## EXERCISE PROMPT
Extract every one of the records below word for word, leaving the pictures out of your answer.

## MATERIAL FOR THIS EXERCISE
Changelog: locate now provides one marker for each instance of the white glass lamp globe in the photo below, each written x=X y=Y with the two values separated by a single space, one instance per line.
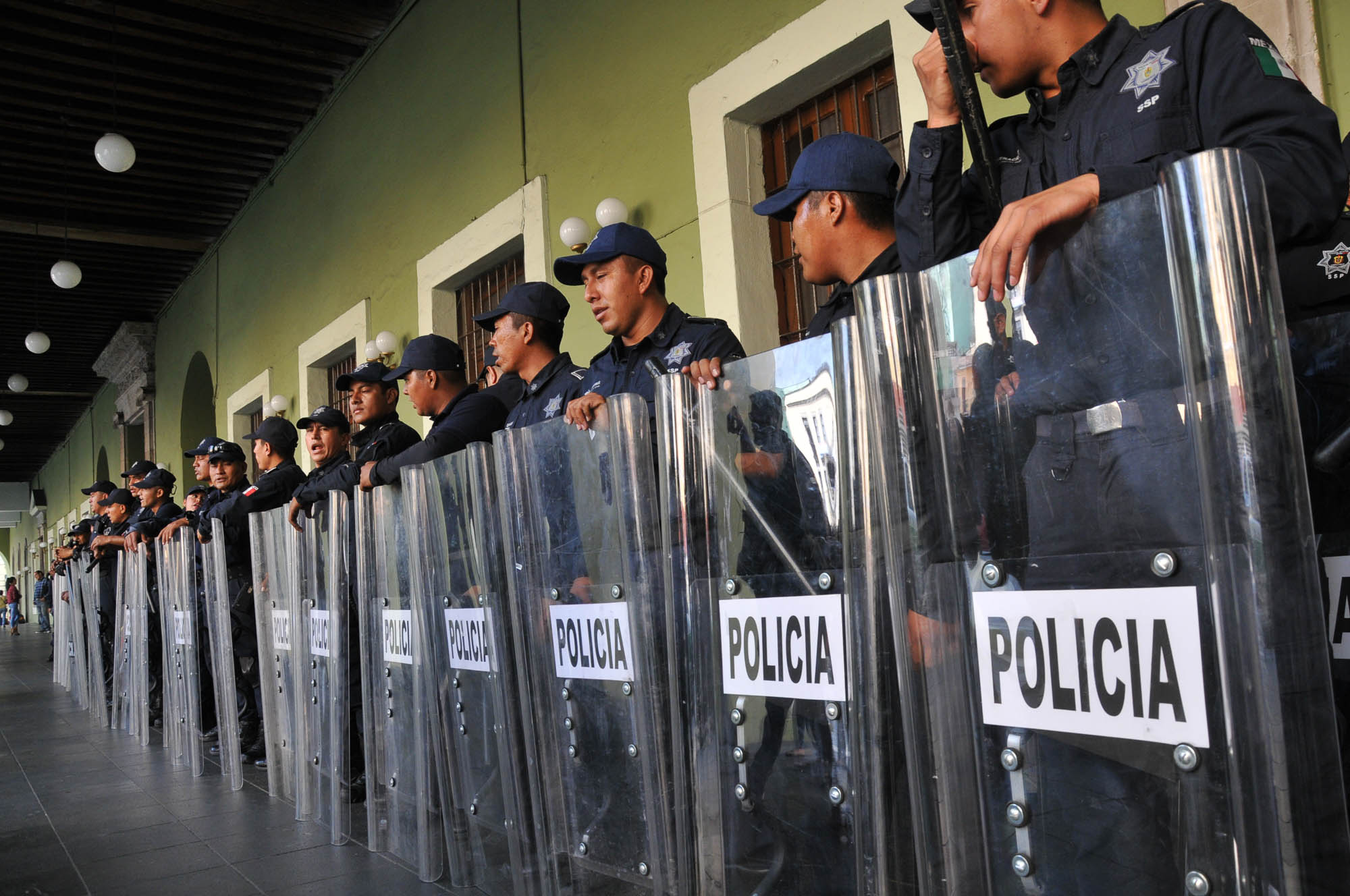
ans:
x=115 y=153
x=67 y=275
x=576 y=234
x=611 y=213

## EXPECTED ANSWER
Changelog: locate now provides one marker for each instance of the white glass lamp globe in the photo below, each written x=X y=Y with the two values separated by a single space, one instance per line.
ans:
x=115 y=153
x=67 y=275
x=576 y=234
x=611 y=213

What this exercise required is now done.